TASK DIRECTIONS: Reproduce the lines below verbatim, keeping them in their original order.
****************
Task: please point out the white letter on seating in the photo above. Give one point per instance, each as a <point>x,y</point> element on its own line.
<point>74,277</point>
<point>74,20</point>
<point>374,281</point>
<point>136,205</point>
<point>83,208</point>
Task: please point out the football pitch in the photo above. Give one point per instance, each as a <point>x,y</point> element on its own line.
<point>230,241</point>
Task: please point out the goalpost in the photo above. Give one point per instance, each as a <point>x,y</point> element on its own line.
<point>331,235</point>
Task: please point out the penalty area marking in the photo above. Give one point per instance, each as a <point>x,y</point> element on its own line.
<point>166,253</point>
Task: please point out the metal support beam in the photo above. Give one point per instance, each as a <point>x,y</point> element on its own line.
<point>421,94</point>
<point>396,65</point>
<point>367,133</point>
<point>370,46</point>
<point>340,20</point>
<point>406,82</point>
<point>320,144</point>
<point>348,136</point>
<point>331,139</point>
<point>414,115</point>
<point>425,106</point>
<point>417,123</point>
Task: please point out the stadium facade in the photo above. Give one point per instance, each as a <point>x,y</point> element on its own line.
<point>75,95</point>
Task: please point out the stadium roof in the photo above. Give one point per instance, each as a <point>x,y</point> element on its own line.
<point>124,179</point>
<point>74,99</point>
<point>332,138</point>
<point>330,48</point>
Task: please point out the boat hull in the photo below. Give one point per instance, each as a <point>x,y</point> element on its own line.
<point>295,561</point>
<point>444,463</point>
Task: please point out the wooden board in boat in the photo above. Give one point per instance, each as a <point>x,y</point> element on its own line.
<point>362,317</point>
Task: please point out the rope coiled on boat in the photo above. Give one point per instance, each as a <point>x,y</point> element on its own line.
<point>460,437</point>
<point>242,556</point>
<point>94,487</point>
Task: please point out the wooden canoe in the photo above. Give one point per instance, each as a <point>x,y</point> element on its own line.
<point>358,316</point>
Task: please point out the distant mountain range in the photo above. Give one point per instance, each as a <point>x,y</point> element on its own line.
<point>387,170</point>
****************
THE RESULT:
Task: please point out the white letter on seating in the photo above. Give one point per instance, each as a <point>x,y</point> element on its own line.
<point>74,277</point>
<point>74,20</point>
<point>374,281</point>
<point>136,205</point>
<point>83,208</point>
Task: please point out the football pitch in the photo above. Give one point per instance, each as a <point>x,y</point> element on its own line.
<point>230,241</point>
Task: please point out the goalpost in the photo above. Give one point per instance, each as a <point>x,y</point> element on its own line.
<point>331,235</point>
Task: please point out the penalty area marking in the photo above. Give one point per instance, each as a <point>x,y</point> element on its own line.
<point>166,253</point>
Task: please point out the metal support beam in the photo above. Give one point per instance, each as a <point>x,y</point> element on its own line.
<point>421,94</point>
<point>396,65</point>
<point>367,133</point>
<point>370,46</point>
<point>340,20</point>
<point>406,82</point>
<point>320,144</point>
<point>348,136</point>
<point>331,139</point>
<point>414,115</point>
<point>425,106</point>
<point>417,123</point>
Task: please point out the stadium facade in the photo above. Give one point per instance, each as a <point>x,y</point> element on its own line.
<point>75,95</point>
Task: please point out the stadium roof in the photo above. Give one point per instance, each as a <point>x,y</point> element on its own line.
<point>124,179</point>
<point>74,99</point>
<point>332,138</point>
<point>330,48</point>
Task: please point out the boat hull in the photo below. Give one point per instance, each as a <point>x,y</point> element on its own line.
<point>295,561</point>
<point>444,463</point>
Task: please point out the wooden board in boat in the photo above. Give one point per instance, each as a <point>x,y</point> element on its own line.
<point>362,317</point>
Task: please point out the rope coiled on boat in the photo above. Give one point per instance, each as a <point>x,y</point> element on its own line.
<point>460,437</point>
<point>242,556</point>
<point>94,487</point>
Task: please point out the wooden canoe in the photo above. Give one point per instance, each as a <point>x,y</point> element on its own line.
<point>358,316</point>
Task: please point out the distant mountain range in the photo above. Give one point per instance, each as a <point>x,y</point> element on its own line.
<point>387,170</point>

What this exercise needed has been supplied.